**ESTRATTO DELLA PAGINA**
________________
Essere Charlie Kaufman. Tutto il potere dell’illusione (o del cinema) sotto una nevicata

L’ultima prova da regista (per Netflix) del geniale (e molto molto intellettuale) sceneggiatore newyorkese Charlie Kaufman. È “Sto pensando di finirla qui” adattamento dell’omonimo romanzo del canadese Iain Reid, tradotto in decine di lingue e in Italia edito da Rizzoli (2020). Il viaggio attraverso paesaggi innevati di due fidanzati in visita dai genitori di lui ci apre la strada verso una dimensione imprevista, quella dell’illusione, in cui viene meno qualsiasi parametro di realtà. In perfetto stile Kaufman …

Sto pensando di finirla qui, non è solo il titolo, ma la frase che si ripete ossessivamente la bravissima Jessie Buckley, (Lucy) protagonista dell’ultimo film di Charlie Kaufman, lasciandoci volutamente chiedere se è solo la relazione con il suo ragazzo che vuole chiudere o proprio tutti i giochi.
________________
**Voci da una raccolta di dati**
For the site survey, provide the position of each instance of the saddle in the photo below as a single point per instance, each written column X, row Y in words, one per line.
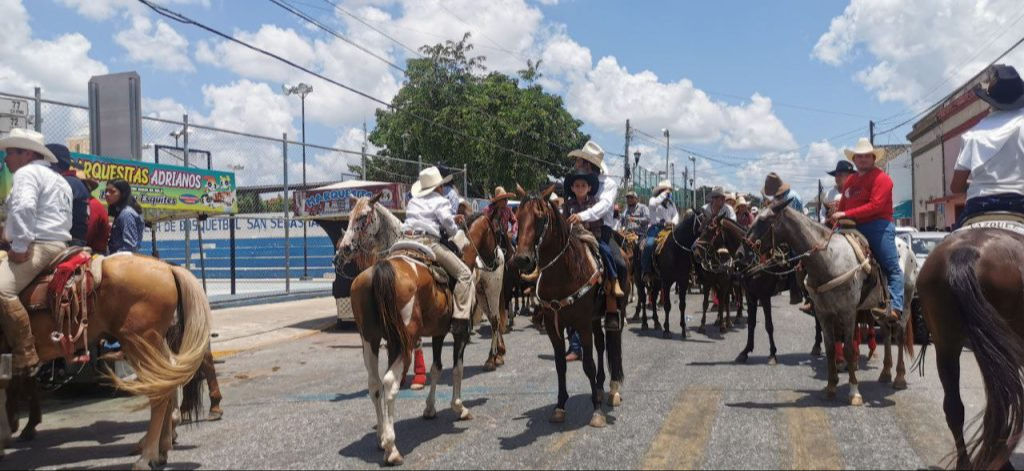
column 67, row 290
column 996, row 220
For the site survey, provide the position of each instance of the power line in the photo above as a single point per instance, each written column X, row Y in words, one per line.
column 186, row 20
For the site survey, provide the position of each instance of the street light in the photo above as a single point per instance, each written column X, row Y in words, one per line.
column 302, row 90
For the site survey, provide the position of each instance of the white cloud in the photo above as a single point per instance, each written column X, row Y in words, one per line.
column 915, row 44
column 27, row 61
column 159, row 45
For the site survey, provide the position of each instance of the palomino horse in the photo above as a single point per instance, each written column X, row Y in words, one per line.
column 972, row 288
column 564, row 258
column 399, row 300
column 136, row 303
column 675, row 265
column 837, row 281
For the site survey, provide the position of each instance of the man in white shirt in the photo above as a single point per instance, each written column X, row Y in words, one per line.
column 38, row 227
column 427, row 215
column 990, row 167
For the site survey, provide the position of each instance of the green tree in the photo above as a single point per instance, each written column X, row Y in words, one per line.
column 451, row 87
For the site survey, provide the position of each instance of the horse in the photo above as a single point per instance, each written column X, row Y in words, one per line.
column 136, row 302
column 972, row 289
column 839, row 283
column 565, row 259
column 674, row 265
column 715, row 254
column 399, row 300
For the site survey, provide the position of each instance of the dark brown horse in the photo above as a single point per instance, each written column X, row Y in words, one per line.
column 567, row 288
column 972, row 289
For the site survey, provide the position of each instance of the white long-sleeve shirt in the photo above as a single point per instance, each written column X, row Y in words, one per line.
column 604, row 210
column 430, row 214
column 38, row 207
column 660, row 213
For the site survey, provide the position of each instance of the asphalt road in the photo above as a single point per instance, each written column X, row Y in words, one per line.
column 303, row 404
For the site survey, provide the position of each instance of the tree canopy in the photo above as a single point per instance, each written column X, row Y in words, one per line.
column 451, row 87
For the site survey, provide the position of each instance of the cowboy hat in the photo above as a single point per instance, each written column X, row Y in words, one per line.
column 430, row 179
column 592, row 180
column 774, row 185
column 1007, row 92
column 591, row 153
column 843, row 167
column 501, row 194
column 665, row 185
column 863, row 147
column 29, row 140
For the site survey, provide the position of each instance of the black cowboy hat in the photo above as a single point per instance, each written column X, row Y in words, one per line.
column 843, row 167
column 592, row 179
column 1007, row 92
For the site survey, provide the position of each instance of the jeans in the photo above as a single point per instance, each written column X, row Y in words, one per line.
column 882, row 237
column 1007, row 202
column 648, row 250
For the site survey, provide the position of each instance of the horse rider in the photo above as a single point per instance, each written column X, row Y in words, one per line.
column 38, row 226
column 990, row 166
column 636, row 218
column 663, row 213
column 590, row 160
column 428, row 216
column 867, row 199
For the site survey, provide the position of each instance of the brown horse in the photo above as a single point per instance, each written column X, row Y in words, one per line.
column 399, row 300
column 566, row 288
column 136, row 304
column 972, row 289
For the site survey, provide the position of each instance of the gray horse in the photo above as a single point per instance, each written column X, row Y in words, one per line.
column 837, row 281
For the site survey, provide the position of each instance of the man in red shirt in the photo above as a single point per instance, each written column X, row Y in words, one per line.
column 867, row 199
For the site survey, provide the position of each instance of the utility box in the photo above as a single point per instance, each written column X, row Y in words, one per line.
column 116, row 116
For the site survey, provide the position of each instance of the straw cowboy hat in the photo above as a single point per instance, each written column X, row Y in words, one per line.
column 501, row 194
column 665, row 185
column 591, row 153
column 29, row 140
column 864, row 146
column 774, row 185
column 430, row 179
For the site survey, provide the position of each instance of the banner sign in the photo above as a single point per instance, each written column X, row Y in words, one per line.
column 166, row 187
column 338, row 202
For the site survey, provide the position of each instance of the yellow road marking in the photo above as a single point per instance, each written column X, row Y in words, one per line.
column 683, row 438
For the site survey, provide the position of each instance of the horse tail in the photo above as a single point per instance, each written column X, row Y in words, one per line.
column 384, row 279
column 999, row 356
column 159, row 373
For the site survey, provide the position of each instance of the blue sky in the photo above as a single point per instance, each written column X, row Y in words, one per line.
column 725, row 77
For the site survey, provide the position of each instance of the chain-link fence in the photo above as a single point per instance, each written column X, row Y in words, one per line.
column 263, row 250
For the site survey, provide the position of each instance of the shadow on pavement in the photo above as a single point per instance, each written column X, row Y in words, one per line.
column 410, row 434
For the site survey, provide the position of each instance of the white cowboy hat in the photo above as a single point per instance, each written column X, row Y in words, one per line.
column 29, row 140
column 864, row 146
column 430, row 179
column 591, row 153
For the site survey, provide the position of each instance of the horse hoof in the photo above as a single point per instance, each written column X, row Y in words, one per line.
column 558, row 417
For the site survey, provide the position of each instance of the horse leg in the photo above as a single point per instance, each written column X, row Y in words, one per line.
column 557, row 338
column 851, row 367
column 437, row 344
column 596, row 390
column 370, row 351
column 947, row 361
column 458, row 371
column 391, row 384
column 887, row 361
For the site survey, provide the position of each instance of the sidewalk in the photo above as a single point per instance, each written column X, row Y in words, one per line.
column 244, row 329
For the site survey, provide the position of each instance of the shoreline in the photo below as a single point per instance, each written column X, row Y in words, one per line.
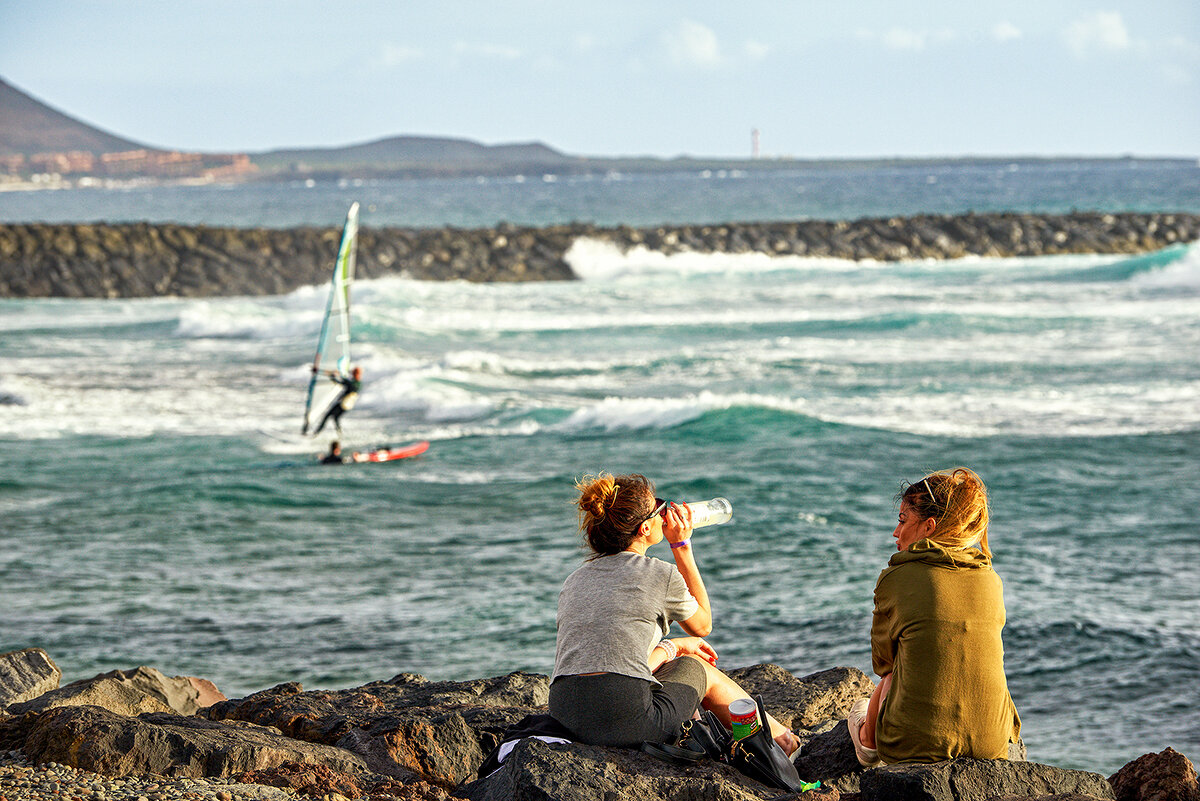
column 156, row 260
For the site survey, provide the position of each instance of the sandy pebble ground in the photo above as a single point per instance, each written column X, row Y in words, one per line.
column 22, row 781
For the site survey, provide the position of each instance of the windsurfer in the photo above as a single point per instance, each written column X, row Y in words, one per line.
column 345, row 401
column 335, row 455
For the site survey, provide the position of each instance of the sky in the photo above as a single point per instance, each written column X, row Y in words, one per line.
column 815, row 78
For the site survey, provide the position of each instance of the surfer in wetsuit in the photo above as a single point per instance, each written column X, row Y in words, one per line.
column 351, row 387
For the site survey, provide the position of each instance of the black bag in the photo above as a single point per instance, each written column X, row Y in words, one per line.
column 701, row 739
column 757, row 756
column 761, row 758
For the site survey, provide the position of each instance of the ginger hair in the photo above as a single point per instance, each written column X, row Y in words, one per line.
column 958, row 500
column 612, row 509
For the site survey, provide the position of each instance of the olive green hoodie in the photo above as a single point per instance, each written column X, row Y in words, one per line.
column 936, row 630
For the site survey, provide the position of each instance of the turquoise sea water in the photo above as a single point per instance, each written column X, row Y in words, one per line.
column 159, row 509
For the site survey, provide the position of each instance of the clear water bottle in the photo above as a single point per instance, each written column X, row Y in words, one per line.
column 713, row 512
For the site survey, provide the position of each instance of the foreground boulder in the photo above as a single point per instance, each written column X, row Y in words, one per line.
column 1165, row 776
column 540, row 771
column 101, row 741
column 25, row 675
column 321, row 781
column 112, row 694
column 408, row 727
column 180, row 694
column 976, row 780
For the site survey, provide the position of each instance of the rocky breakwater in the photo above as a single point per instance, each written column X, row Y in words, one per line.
column 150, row 260
column 139, row 734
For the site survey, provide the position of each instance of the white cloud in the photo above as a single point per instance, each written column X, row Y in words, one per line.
column 1103, row 30
column 691, row 44
column 1006, row 31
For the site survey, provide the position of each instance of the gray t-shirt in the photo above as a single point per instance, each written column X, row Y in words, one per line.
column 613, row 610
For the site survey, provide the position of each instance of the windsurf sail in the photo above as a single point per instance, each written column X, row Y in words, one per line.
column 334, row 344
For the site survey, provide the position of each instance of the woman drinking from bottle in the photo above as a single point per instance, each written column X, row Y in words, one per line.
column 618, row 681
column 935, row 636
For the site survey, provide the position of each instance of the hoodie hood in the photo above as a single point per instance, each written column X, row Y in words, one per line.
column 929, row 552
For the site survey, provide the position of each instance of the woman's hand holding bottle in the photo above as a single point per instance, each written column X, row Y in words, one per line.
column 677, row 523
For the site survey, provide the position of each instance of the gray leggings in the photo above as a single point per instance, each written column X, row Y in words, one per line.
column 609, row 709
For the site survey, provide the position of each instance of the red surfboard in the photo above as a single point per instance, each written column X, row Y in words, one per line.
column 389, row 453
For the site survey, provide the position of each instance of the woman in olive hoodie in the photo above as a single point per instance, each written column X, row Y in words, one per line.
column 935, row 636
________________
**CONSEGNA**
Riassumi in due frasi il testo sul film di Charlie Kaufman.

**SOLUZIONE**
Il testo presenta «Sto pensando di finirla qui», l'ultimo film diretto per Netflix dallo sceneggiatore newyorkese Charlie Kaufman e tratto dall'omonimo romanzo del canadese Iain Reid. Nel film il viaggio di due fidanzati tra paesaggi innevati verso i genitori di lui porta in una dimensione di illusione senza più parametri di realtà, mentre la protagonista Lucy, interpretata da Jessie Buckley, ripete di continuo la frase del titolo e lascia il dubbio se voglia chiudere solo con il suo ragazzo o con tutto.